Exercices à réaliser ->
a: D'après le texte sur l'économie chinoise, quels facteurs ont freiné le redressement de la croissance dans le secteur manufacturier ?
b: Recopiez le passage du texte sur l'économie chinoise qui va de « Après l’abandon de » jusqu'à « au T4 2022). ».
c: Poursuivez la rédaction du texte sur l'économie chinoise à la suite de sa dernière phrase.

***** Texte à lire

L’activité économique en Chine a rebondi dès la fin janvier, tirée principalement par les services et la consommation des ménages. Dans l’immobilier et la construction, la crise s’est atténuée. Dans le secteur manufacturier, le redressement de la croissance est resté modéré, freiné par le recul de la production automobile et l’affaiblissement des exportations. Le regain de dynamisme de l’économie va se poursuivre à court terme. Cependant, les risques baissiers sur la croissance restent multiples et importants.
Après l’abandon de la politique zéro Covid début décembre, la levée de toutes les restrictions à la mobilité et la fin des perturbations causées par la flambée du nombre de contaminations en décembre-janvier, la croissance économique chinoise a rebondi depuis fin janvier. Le rebond a été principalement tiré par les services, alors que l’amélioration dans l’industrie s’est révélée plus modeste (Graphique 2).
L’activité dans le secteur des services et la consommation des ménages ont redémarré plus rapidement qu’anticipé. Après plusieurs mois de contraction, les volumes de ventes au détail ont augmenté d’environ +2% en g.a. en janvier-février – et ce, malgré le recul des ventes de voitures dû à la fin des incitations fiscales. L’inflation des prix à la consommation est restée faible (+1,6% en g.a. en janvier-février après +1,8% au T4 2022).

**********
***** Données extraites

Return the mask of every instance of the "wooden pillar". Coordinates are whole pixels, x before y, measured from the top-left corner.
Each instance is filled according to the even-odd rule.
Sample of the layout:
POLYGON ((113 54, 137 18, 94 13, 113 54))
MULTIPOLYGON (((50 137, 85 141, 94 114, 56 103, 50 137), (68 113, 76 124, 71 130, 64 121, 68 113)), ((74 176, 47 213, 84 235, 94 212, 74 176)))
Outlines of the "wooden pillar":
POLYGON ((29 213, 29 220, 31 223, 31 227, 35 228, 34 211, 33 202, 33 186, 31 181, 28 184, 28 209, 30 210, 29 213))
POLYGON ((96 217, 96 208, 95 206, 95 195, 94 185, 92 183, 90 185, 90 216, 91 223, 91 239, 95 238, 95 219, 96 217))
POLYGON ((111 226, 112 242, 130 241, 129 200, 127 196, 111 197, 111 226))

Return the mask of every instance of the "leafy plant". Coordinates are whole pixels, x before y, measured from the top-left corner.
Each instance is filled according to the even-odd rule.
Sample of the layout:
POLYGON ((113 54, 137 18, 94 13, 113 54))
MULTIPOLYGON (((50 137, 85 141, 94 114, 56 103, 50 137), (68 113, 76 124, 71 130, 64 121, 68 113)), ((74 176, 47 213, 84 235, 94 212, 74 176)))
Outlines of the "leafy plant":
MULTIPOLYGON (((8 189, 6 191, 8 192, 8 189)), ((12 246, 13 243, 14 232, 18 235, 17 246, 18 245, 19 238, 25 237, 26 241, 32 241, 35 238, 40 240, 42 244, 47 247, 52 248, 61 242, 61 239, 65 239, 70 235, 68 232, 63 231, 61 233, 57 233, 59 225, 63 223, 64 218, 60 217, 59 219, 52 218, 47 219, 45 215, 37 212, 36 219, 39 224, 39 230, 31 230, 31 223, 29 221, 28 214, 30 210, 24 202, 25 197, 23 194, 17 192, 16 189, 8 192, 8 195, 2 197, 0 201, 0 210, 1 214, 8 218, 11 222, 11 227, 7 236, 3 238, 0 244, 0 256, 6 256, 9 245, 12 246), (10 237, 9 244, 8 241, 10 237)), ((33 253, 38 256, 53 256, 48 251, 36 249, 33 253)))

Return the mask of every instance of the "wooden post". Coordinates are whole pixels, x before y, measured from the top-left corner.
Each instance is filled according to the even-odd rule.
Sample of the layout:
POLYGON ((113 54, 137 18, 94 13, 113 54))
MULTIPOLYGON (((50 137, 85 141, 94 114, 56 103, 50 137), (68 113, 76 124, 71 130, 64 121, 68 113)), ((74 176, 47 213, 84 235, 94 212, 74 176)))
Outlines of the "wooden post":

**********

Résultats attendus ->
a: Le recul de la production automobile et l'affaiblissement des exportations.

b:
Après l’abandon de la politique zéro Covid début décembre, la levée de toutes les restrictions à la mobilité et la fin des perturbations causées par la flambée du nombre de contaminations en décembre-janvier, la croissance économique chinoise a rebondi depuis fin janvier. Le rebond a été principalement tiré par les services, alors que l’amélioration dans l’industrie s’est révélée plus modeste (Graphique 2).
L’activité dans le secteur des services et la consommation des ménages ont redémarré plus rapidement qu’anticipé. Après plusieurs mois de contraction, les volumes de ventes au détail ont augmenté d’environ +2% en g.a. en janvier-février – et ce, malgré le recul des ventes de voitures dû à la fin des incitations fiscales. L’inflation des prix à la consommation est restée faible (+1,6% en g.a. en janvier-février après +1,8% au T4 2022).

c:
Dans les secteurs de la construction et l’immobilier, on observe une atténuation de la crise : les mises en chantiers, les ventes de logements et l’investissement immobilier ont tous continué de se contracter en janvier-février en glissement annuel, mais à des rythmes beaucoup plus faibles qu’au cours des mois précédents. De plus, le prix moyen des logements dans les 70 principales villes a très légèrement augmenté en février (+0,1% mois/mois) après 18 mois de baisse (la baisse totale a toutefois été limitée à 5,2% depuis juillet 2021).
Dans le secteur manufacturier, le redressement de l’activité et de l’investissement est resté modéré : la production totale de véhicules a fortement chuté (mais celle de véhicules à énergie nouvelle a continué d’augmenter vigoureusement), et les secteurs tournés vers l’export ont subi l’affaiblissement de la demande mondiale.
Dans ce contexte difficile mais plus rassurant, le Parlement chinois a tenu sa session annuelle début mars à Pékin. Le gouvernement y a notamment annoncé ses principaux objectifs macroéconomiques pour 2023. La cible de croissance a été établie à « environ 5% », ce qui témoigne du réalisme prudent des autorités. En effet, le taux de 5% devrait être facilement atteint grâce à l’élan donné par les effets de rattrapage post-Covid et le rebond de la demande privée et de l’offre de services. En même temps, en fixant un objectif de croissance peu ambitieux pour 2023, les autorités, d’une part, tablent sur un soutien modéré des politiques budgétaire et monétaire et, d’autre part, reconnaissent l’existence de risques baissiers élevés.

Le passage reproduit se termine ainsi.